- EXERCISE PROMPT
Make an exact copy of the records, dropping all pictures.

- Point labeling dataset excerpts
####

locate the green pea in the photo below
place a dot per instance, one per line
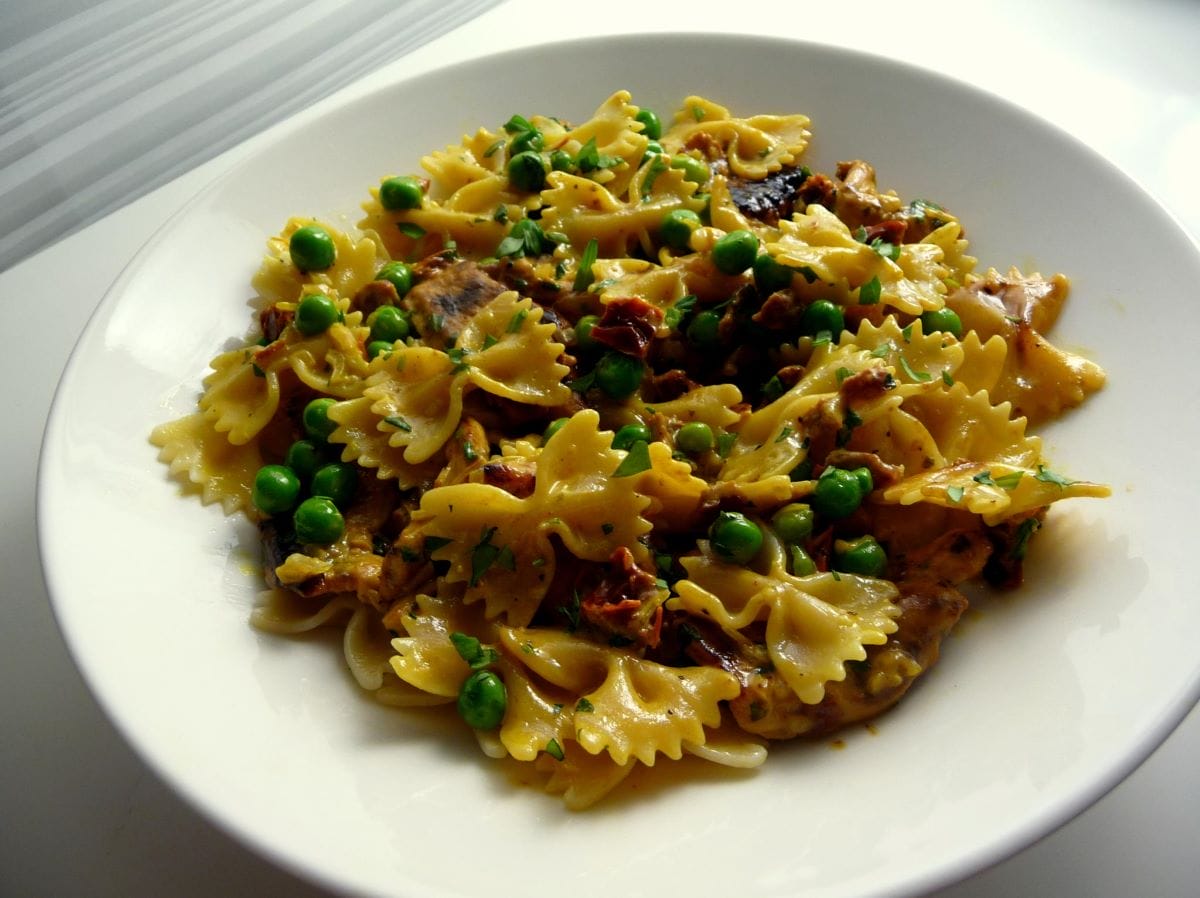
(862, 556)
(653, 148)
(552, 429)
(317, 520)
(705, 331)
(276, 489)
(735, 537)
(389, 324)
(769, 275)
(561, 161)
(793, 522)
(802, 562)
(695, 438)
(618, 375)
(942, 319)
(337, 482)
(312, 249)
(838, 494)
(735, 252)
(527, 171)
(317, 423)
(630, 433)
(651, 124)
(694, 169)
(526, 141)
(822, 316)
(304, 458)
(583, 331)
(316, 313)
(864, 479)
(399, 275)
(405, 192)
(677, 226)
(483, 700)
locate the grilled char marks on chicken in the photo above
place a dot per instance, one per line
(445, 301)
(772, 198)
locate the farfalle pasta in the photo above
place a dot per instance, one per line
(635, 439)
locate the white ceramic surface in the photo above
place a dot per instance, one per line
(1043, 701)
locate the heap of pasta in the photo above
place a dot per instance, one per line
(635, 439)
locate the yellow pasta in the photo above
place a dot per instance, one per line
(635, 438)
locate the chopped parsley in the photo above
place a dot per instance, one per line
(474, 652)
(589, 159)
(571, 611)
(399, 423)
(725, 443)
(1020, 545)
(847, 427)
(583, 276)
(486, 554)
(1009, 482)
(525, 238)
(459, 358)
(657, 167)
(1048, 477)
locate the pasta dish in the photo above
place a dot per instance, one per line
(635, 438)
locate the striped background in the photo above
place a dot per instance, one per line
(101, 102)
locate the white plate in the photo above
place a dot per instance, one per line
(1042, 702)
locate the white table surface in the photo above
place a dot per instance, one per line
(82, 815)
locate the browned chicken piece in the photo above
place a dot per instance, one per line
(516, 477)
(769, 199)
(768, 707)
(859, 202)
(444, 303)
(355, 564)
(1038, 378)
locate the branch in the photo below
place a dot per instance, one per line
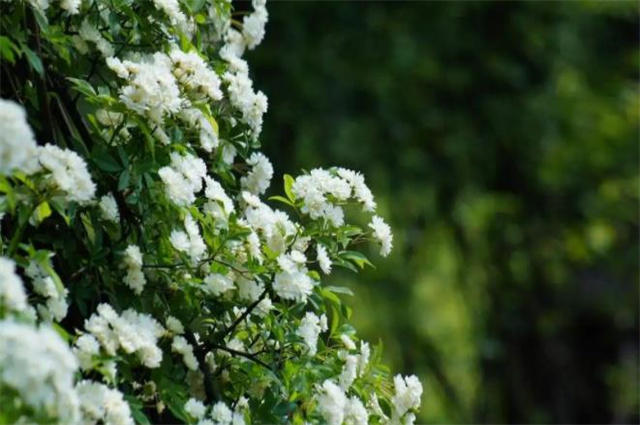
(244, 315)
(242, 354)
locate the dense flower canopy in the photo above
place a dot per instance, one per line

####

- EXERCISE RESPONSE
locate the green pea in the photo below
place a dot per instance, one per line
(862, 556)
(653, 148)
(552, 429)
(317, 520)
(705, 331)
(276, 489)
(735, 537)
(389, 324)
(769, 275)
(561, 161)
(793, 522)
(802, 562)
(695, 438)
(618, 375)
(942, 319)
(337, 482)
(312, 249)
(838, 494)
(735, 252)
(527, 171)
(317, 423)
(630, 433)
(651, 124)
(694, 169)
(526, 141)
(822, 316)
(304, 458)
(583, 331)
(316, 313)
(864, 479)
(399, 275)
(405, 192)
(677, 226)
(483, 700)
locate the grilled char marks on chicken in the photo above
place a dot per instance, one per line
(445, 301)
(772, 198)
locate the farfalle pasta in the photo above
place a dot per instance, one per line
(635, 439)
locate the white ceramic surface in the photo above
place a dot per instance, one per line
(1043, 701)
locate the heap of pasta in the photo above
place a dot per instance, one per line
(635, 439)
locate the yellow pasta in the photo above
place a dot per instance, one per line
(635, 438)
locate the chopped parsley in the photo above
place a dot per instance, one per line
(474, 652)
(589, 159)
(571, 611)
(399, 423)
(725, 443)
(1020, 545)
(847, 427)
(583, 276)
(486, 554)
(1009, 482)
(525, 238)
(459, 358)
(657, 167)
(1048, 477)
locate the pasta dish in the photo above
place a dot per instance, one per line
(635, 438)
locate the striped background in the photo above
place a dot per instance, one per line
(101, 102)
locate the white plate in the photo above
place a dot per instance, one per line
(1042, 702)
locate the white table surface in the photo above
place a dot per instance, one per line
(82, 815)
locate the browned chicken piece in the photo above
place a dot per instance, one per line
(516, 477)
(769, 199)
(768, 707)
(859, 202)
(444, 303)
(355, 564)
(1038, 378)
locate the branch in the photo below
place a dot per instance, one per line
(244, 315)
(242, 354)
locate the dense flower canopy in the photo above
place a dot per instance, one per line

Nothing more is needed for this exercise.